The change in the differential from t=1 to t=2 can be written as the sum
of the changes in the decomposition components E, C, and CE:
dy_2 - dy_1 = [dx_2'b_22 - dx_1'b_21] + [x_22'db_2 - x_21'db_1]
+ [dx_2'db_2 - dx_1'db_1]
= dE + dC + dEC
{p 4 4 2}
Each of the three terms can again be divided into a part due to changes
in the x's, a part due to changes in the b's, and an interaction effect
accounting for the simultaneous change in the x's and b's:
dE = (dx_2-dx_1)'b_21 + dx_1'(b_22-b_21) + (dx_2-dx_1)'(b_22-b_21)
dC = (x_22-x_21)'db_1 + x_21'(db_2-db_1) + (x_22-x_21)'(db_2-db_1)
dEC = (dx_2-dx_1)'db_1 + dx_1'(db_2-db_1) + (dx_2-dx_1)'(db_2-db_1)
(E) (C) (CE)
{p 4 4 2}
{it:Specifying reference models for the group differentials}
{p 4 4 2}
It is common practice to remove the interaction term in the
decomposition of the group differentials by specifying "reference"

RECORDED INFORMATION:
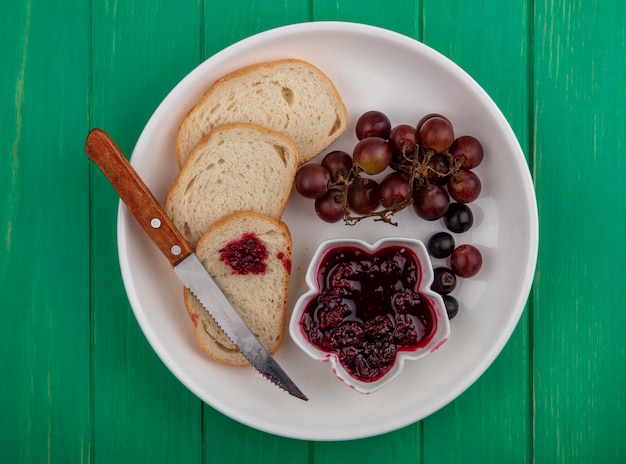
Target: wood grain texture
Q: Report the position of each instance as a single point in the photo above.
(81, 383)
(140, 50)
(45, 235)
(579, 353)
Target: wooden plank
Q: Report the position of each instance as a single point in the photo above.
(44, 264)
(140, 50)
(489, 422)
(580, 355)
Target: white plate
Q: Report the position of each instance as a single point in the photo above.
(373, 69)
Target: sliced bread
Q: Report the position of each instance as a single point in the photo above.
(236, 167)
(289, 96)
(249, 257)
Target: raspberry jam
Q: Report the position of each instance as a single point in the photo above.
(369, 309)
(246, 255)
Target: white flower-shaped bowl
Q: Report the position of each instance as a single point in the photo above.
(438, 334)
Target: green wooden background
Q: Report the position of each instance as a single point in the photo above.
(79, 380)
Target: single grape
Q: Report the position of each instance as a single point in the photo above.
(444, 280)
(364, 197)
(438, 169)
(459, 218)
(466, 261)
(312, 180)
(464, 186)
(394, 189)
(338, 163)
(440, 245)
(468, 150)
(436, 133)
(427, 117)
(373, 124)
(430, 202)
(372, 154)
(452, 306)
(403, 140)
(329, 207)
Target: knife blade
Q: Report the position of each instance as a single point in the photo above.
(148, 212)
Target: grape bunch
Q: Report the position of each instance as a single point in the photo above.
(424, 166)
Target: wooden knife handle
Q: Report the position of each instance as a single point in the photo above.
(136, 196)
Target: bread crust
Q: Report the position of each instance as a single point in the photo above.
(248, 183)
(209, 336)
(183, 145)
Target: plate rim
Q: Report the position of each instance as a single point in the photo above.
(498, 343)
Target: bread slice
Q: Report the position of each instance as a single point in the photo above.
(255, 284)
(236, 167)
(289, 96)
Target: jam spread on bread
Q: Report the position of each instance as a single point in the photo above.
(246, 255)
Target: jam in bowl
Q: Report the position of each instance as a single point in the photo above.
(369, 308)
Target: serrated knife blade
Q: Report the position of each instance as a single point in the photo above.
(146, 209)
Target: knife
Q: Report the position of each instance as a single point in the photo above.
(146, 209)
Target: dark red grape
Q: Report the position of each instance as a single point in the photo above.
(364, 197)
(459, 218)
(394, 189)
(436, 133)
(338, 163)
(431, 202)
(439, 169)
(466, 261)
(403, 140)
(372, 154)
(444, 280)
(373, 124)
(468, 150)
(312, 180)
(440, 245)
(452, 306)
(464, 186)
(329, 207)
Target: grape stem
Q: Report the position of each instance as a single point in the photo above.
(416, 167)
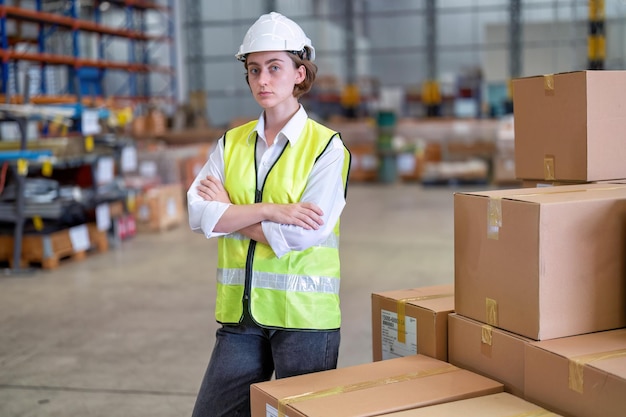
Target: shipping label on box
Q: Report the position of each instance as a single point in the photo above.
(542, 263)
(390, 345)
(406, 322)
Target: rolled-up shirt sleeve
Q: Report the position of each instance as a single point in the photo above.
(203, 214)
(325, 188)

WHAT IS BEING ASKED:
Continue the passage above on decomposing the change in group differentials between two time points, starting right after its last sentence.

RESPONSE BELOW:
coefficients to be used with the decomposition (for example, the
pooled estimates over both groups). Let b_rt indicate the
reference coefficients vector at time t. The decomposition of the outcome
differential at time t can then be written as:
dy_t = dx_t'b_rt + [x_1t'(b_1t-b_rt) + x_2t'(b_rt-b_2t)]
= E + C
{p 4 4 2}
Accordingly, the difference in differentials may be expressed as
dy_2 - dy_1 = dE + dC
with
dE = (dx_2-dx_1)'b_r1 + dx_1'(b_r2-b_r1) + (dx_2-dx_1)'(b_r2-b_r1)
dC = [(x_12-x_11)'(b_11-b_r1) + (x_22-x_21)'(b_r1-b_21)]
+ [x_11'((b_12-b_r2)-(b_11-b_r1))
+ x_21'((b_r2-b_22)-(b_r1-b_21))]
+ [(x_12-x_11)'((b_12-b_r2)-(b_11-b_r1))
+ (x_22-x_21)'((b_r2-b_22)-(b_r1-b_21))]
{p 4 4 2}
Note that the equations simplify a lot if the reference coefficients are
the coefficients from the first group or the second group. For example, if
b_rt=b_1t:
dy_t = dx_t'b_1t + x_2t'(b_1t-b_2t)
dy_2 - dy_1 = dE + dC
dE = (dx_2-dx_1)'b_11 + dx_1'(b_12-b_11) + (dx_2-dx_1)'(b_12-b_11)
dC = (x_22-x_21)'db_1 + x_21'(db_2-db_1) + (x_22-x_21)'(db_2-db_1)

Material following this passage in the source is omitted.